The stakes are high for former President Donald Trump and three of his adult children as Eric, Ivanka and Donald Trump Jr. are slated to take the stand in his civil fraud trial in New York this week.
One of the most anticipated testimonies of the week is that of Ivanka Trump, whom an appeals court ruled should be dropped as a defendant in the case earlier this year over concerns about the statute of limitations. Brothers Eric and Don Jr., while testifying as witnesses, are still defendants in the suit and, along with their father and other Trump Organization executives, were found liable of committing fraud in exaggerating property values on financial statements by Manhattan Supreme Court Justice Arthur Engoron late last month ahead of the trial's start.
Former Trump White House Deputy Press Secretary Sarah Matthews predicted that Ivanka Trump may seek to distance herself from her family's business dealings on the stand.
"They are a close-knit family and while they have their issues, I don't know that she is going to want to put them in a bad situation and, obviously, because then it will reflect back on her and will look poorly on her and her father," Matthews told MSNBC host Alex Witt on Sunday. "So I think that she is going to be careful with her words and try to protect her family. But, at the end of the day, something I knew very well from working with Jared [Kushner] and Ivanka in the White House was that they were always concerned with their own reputations first.

Provided material:

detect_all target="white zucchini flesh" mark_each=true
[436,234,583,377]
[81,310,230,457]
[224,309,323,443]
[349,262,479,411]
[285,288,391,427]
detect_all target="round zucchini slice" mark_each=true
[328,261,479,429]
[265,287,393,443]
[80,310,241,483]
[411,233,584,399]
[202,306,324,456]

Aim 1: Return, word for word, the passage of the Trump fraud trial article that begins at the words "One of the most" and stops after "on the stand.".
Aim 2: Carry the Trump fraud trial article further from the point where it stops.

Final result 1:
One of the most anticipated testimonies of the week is that of Ivanka Trump, whom an appeals court ruled should be dropped as a defendant in the case earlier this year over concerns about the statute of limitations. Brothers Eric and Don Jr., while testifying as witnesses, are still defendants in the suit and, along with their father and other Trump Organization executives, were found liable of committing fraud in exaggerating property values on financial statements by Manhattan Supreme Court Justice Arthur Engoron late last month ahead of the trial's start.
Former Trump White House Deputy Press Secretary Sarah Matthews predicted that Ivanka Trump may seek to distance herself from her family's business dealings on the stand.

Final result 2:
"We saw this in news stories all the time where, if Trump would enact a policy or tweet something vile out, then in the reporting it would always be, 'Oh, Jared and Ivanka disagreed though or they tried to push back,'" she added. "So, they were always trying to make themselves look good in the media and I think that she is going to be very concerned with how she is coming across with her testimony and be very guarded. So that's going probably be a bigger factor than trying to protect her family."
Former U.S. Attorney Joyce Vance warned that Trump's kids will have to decide "do they want to tell the truth or do they want to stay in daddy's good graces since the consequences of committing perjury are likely to be a prosecution."
"It's very clear that New York's attorney general means business," she said in an appearance on MSNBC.
Former federal prosecutor Glenn Kirschner warned that the Trump children's testimonies will carry a risk if they stray from the truth.
"You know, more than 50 years ago, the Supreme Court famously said that cross-examination is the greatest legal engine ever invented for the discovery of the truth," Kirschner told MSNBC. "And I think Don Jr., Eric, Ivanka, and eventually Donald Trump himself are going to learn that lesson the hard way."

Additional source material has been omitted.